Copy out each of the items below word for word, without altering anything.

### The input
○ ○ ○ ○ ○

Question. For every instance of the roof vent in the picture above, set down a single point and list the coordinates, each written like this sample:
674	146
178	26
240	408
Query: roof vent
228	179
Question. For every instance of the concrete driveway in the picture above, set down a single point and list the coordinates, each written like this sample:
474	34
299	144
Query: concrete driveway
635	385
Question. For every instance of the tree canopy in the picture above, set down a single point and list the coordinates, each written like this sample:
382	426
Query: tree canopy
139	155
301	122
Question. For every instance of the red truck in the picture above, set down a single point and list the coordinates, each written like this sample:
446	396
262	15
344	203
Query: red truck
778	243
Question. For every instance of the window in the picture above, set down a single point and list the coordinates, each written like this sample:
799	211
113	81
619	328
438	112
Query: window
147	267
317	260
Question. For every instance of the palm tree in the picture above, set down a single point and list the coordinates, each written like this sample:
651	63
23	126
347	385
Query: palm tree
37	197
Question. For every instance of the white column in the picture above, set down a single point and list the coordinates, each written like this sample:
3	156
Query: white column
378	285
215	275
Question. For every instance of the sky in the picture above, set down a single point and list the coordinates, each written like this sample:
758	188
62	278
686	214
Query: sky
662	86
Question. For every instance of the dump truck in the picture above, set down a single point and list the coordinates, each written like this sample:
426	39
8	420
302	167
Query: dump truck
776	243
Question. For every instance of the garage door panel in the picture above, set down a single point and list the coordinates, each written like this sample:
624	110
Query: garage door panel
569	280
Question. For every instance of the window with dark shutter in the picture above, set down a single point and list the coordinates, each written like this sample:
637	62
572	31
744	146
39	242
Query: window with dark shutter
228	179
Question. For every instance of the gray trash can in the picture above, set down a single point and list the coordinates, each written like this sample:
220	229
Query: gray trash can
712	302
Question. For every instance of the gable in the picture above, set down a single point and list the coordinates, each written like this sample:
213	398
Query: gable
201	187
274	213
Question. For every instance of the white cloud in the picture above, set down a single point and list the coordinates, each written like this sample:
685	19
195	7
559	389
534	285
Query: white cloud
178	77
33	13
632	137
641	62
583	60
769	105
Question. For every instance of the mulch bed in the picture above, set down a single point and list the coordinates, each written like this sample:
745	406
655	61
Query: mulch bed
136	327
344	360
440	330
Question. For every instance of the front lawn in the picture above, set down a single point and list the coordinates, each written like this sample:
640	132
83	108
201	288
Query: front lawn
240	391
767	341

○ ○ ○ ○ ○

### Response for this exercise
Question. For every instance of the roof vent in the picture above, set down a single point and list the coordinates, each written like this sample:
674	146
178	26
240	408
Query: roof vent
228	179
Question. For every instance of the concrete driveway in the picture above, set down a single point and list the coordinates, each written like this sample:
474	34
299	144
Query: concrete driveway
635	385
Question. For every instance of the tree canopy in the picture above, set down a single point and list the coordinates, each written like this sample:
382	426
Query: tree canopy
139	155
301	122
Question. For every instance of the red truck in the picture above, set down a single point and list the coordinates, each written like this sample:
446	396
262	15
344	203
Query: red truck
778	243
Question. For every instance of the window in the picture above, set down a single point and list the coordinates, each written like this sample:
799	211
113	81
619	328
438	112
Query: window
147	267
317	260
Question. For every instance of the palm tree in the picture above, set down a single point and list the coordinates, each written like this sample:
651	63
23	126
347	385
Query: palm tree
37	197
Question. For every instance of the white column in the picture above, set down a single point and list the coordinates, each written like this sample:
3	156
Query: white column
378	285
215	275
Question. For every instance of the sky in the picture above, set down a single point and list the coordinates, each written like this sample:
758	188
62	278
686	214
Query: sky
662	86
Question. For every instance of the dump truck in the picture above, set down a single point and list the coordinates, each written like this sample:
426	39
8	420
302	167
Query: dump truck
776	243
Question. For every instance of the garage door panel in the picture above, set down a single point and list the coordinates, each written like this sample:
624	110
Query: garage door panel
569	280
Question. For every instance of the window with dark shutter in the picture above, set down a single point and list the coordinates, each written like this sample:
637	62
572	31
744	146
39	242
Query: window with dark shutter
228	179
Question. For every instance of the gray trash can in the picture above, set down a single point and list the coordinates, each written like this sample:
220	229
Query: gray trash can
712	302
Question. For every instance of the gable in the picture above, set down a single point and list the coordinates, each written like this sample:
213	398
Query: gable
201	187
274	213
Question. For every instance of the white cloud in the picture above, set down a single point and list the coordinates, each written like this sample:
685	19
195	7
559	389
534	285
Query: white cloud
178	77
33	13
632	137
641	62
583	60
769	105
Question. For every instance of the mulch bed in the picture above, set down a single point and list the coordinates, each written like this sample:
745	406
655	61
Query: mulch bed
136	327
344	360
440	330
Question. For every instance of the front lawn in the picture above, set down a single point and list the coordinates, each written like this sample:
640	132
83	108
201	288
Query: front lawn
240	391
767	341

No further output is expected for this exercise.